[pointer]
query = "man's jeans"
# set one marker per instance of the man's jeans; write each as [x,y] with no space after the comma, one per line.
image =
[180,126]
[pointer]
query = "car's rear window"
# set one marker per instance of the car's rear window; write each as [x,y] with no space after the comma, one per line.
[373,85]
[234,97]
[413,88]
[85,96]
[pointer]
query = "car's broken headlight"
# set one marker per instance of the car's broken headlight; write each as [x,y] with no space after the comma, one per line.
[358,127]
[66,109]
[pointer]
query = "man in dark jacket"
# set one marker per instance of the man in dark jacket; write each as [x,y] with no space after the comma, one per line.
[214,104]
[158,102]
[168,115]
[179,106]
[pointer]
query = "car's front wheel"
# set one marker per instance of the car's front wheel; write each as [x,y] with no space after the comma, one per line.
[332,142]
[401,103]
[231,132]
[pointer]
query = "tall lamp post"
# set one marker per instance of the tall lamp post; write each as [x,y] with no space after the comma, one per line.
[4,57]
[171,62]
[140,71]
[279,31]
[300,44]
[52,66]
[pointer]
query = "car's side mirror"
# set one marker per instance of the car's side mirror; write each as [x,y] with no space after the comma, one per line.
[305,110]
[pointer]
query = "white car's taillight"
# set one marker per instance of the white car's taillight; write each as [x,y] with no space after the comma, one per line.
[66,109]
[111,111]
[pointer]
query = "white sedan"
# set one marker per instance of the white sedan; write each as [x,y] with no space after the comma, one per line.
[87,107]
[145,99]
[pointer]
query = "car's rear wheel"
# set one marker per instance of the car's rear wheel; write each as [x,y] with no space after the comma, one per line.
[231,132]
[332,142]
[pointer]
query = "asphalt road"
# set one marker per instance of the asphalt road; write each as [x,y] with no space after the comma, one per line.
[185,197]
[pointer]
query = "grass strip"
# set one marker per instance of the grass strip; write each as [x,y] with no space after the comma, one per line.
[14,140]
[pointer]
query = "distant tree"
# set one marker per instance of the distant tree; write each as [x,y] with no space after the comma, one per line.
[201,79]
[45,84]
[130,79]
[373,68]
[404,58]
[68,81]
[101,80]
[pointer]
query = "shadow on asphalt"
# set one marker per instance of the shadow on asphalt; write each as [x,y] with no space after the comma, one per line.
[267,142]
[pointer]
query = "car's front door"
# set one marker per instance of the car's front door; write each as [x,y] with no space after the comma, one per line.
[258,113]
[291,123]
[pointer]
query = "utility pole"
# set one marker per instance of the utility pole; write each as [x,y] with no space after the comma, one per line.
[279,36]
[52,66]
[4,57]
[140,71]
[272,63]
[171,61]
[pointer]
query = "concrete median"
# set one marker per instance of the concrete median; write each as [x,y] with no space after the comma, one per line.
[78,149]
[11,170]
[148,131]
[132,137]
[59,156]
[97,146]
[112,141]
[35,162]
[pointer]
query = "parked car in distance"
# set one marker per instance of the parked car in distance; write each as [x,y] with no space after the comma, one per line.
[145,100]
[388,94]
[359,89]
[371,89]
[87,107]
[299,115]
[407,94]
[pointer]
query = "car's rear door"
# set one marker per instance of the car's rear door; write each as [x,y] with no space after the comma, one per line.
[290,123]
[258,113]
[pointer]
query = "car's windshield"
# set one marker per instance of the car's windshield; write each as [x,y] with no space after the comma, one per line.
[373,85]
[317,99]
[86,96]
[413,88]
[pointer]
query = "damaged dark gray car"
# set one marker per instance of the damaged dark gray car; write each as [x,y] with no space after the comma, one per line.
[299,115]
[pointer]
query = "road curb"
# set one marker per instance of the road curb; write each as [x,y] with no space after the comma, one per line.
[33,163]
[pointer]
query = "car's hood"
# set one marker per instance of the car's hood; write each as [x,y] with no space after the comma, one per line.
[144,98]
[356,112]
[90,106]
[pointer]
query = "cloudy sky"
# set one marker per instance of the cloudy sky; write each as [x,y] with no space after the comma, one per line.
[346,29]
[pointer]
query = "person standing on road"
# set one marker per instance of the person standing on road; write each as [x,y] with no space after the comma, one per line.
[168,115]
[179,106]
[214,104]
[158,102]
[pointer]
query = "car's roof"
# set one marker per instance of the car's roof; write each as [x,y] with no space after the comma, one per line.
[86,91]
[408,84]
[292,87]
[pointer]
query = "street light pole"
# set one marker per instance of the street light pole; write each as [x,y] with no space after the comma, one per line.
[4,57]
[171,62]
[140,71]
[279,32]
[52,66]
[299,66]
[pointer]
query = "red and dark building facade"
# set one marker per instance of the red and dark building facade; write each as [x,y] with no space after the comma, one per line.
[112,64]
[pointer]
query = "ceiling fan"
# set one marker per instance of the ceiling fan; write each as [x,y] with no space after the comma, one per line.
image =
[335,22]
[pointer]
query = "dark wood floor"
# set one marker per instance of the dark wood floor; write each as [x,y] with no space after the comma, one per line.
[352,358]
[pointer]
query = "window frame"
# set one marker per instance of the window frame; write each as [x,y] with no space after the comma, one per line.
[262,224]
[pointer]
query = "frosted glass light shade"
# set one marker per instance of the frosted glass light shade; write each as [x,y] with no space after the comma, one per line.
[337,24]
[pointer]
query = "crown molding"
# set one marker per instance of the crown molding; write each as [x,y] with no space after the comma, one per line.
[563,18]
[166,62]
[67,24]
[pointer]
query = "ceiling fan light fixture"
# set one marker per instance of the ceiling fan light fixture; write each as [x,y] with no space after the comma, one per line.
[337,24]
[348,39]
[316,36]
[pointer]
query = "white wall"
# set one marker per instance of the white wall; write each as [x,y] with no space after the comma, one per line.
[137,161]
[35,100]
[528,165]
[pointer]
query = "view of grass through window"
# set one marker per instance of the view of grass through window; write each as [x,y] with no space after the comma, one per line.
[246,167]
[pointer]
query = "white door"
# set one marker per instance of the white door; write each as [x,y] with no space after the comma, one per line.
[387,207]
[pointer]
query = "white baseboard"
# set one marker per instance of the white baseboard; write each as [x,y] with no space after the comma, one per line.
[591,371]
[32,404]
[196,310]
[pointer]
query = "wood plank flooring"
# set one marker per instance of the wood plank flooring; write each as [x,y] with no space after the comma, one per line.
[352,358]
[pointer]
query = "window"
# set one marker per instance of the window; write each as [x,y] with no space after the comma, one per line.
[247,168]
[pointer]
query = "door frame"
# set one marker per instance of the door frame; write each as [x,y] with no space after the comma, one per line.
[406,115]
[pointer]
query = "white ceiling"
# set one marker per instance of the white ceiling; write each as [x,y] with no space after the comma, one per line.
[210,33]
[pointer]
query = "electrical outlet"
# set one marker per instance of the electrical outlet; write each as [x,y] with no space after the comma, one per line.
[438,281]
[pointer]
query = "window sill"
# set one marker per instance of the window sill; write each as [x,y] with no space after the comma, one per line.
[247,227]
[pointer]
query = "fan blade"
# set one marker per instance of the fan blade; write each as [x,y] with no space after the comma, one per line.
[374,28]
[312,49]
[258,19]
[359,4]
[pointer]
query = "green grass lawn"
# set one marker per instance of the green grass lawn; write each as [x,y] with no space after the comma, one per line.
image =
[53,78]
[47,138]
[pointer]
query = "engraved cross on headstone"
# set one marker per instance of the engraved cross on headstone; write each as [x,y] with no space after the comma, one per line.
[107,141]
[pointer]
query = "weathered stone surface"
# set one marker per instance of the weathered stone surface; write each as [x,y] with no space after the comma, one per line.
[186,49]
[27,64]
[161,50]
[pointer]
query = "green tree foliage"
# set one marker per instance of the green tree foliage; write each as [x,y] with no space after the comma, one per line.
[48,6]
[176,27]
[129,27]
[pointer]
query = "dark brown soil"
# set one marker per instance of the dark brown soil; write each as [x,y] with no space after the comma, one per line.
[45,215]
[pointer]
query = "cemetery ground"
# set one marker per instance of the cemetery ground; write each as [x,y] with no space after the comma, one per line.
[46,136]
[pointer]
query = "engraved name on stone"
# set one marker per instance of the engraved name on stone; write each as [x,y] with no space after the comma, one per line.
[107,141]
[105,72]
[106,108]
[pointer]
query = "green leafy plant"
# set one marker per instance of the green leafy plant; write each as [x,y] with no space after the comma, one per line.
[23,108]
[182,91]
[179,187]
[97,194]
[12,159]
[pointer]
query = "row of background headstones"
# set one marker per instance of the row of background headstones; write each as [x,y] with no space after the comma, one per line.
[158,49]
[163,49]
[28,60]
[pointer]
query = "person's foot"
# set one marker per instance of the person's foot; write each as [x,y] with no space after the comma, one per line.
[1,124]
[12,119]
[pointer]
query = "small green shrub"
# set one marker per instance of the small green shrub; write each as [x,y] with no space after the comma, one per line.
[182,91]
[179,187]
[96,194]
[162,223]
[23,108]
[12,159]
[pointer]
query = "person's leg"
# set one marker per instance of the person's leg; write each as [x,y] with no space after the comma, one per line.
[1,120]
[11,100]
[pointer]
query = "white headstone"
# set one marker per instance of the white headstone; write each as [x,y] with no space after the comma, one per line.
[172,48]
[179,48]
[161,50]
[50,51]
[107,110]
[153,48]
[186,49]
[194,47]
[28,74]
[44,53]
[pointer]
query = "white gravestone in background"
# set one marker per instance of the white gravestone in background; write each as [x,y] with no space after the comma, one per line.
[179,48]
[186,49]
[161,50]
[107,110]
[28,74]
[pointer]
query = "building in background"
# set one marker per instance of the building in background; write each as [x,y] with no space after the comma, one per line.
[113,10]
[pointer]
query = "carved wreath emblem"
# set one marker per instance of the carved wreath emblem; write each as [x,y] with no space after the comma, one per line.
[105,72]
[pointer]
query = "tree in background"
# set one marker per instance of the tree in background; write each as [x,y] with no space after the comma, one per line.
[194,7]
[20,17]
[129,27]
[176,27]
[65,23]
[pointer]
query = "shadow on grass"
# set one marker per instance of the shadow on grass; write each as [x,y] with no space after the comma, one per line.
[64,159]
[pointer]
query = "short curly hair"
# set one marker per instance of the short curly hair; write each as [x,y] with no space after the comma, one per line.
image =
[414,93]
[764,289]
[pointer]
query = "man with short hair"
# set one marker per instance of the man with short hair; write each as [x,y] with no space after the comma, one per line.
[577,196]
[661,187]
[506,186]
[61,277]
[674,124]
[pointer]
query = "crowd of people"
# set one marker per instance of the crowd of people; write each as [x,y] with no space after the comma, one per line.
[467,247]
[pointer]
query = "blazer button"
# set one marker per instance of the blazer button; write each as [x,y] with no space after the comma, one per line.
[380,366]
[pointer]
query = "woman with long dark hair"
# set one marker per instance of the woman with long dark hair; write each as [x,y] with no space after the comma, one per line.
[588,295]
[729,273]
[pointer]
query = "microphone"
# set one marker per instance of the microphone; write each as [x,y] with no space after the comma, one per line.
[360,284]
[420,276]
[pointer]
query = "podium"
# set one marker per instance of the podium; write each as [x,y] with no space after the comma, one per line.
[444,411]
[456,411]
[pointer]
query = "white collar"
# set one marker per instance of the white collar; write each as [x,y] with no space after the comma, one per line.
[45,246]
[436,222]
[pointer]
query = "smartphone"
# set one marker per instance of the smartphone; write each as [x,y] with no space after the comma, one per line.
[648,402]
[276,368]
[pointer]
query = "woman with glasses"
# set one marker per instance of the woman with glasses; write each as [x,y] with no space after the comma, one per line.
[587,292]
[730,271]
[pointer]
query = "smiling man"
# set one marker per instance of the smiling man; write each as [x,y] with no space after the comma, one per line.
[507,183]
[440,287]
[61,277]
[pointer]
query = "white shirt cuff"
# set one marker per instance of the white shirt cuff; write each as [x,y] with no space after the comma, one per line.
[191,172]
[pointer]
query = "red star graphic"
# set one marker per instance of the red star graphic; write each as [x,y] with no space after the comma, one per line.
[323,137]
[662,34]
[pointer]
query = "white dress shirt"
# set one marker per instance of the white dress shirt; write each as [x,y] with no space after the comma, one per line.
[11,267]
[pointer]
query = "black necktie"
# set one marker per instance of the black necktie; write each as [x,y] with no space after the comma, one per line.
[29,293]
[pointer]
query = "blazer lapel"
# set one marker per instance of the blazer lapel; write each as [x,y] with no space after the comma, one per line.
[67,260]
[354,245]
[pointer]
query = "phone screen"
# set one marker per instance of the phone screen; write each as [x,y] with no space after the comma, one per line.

_ _ _ _ _

### Exercise directions
Filter the listing above and copy each line that contains the string "sedan".

### Finished exercise
query = "white sedan"
# set one marker per instance of the white sedan; write each as [x,y] with no space after the comma, one per line.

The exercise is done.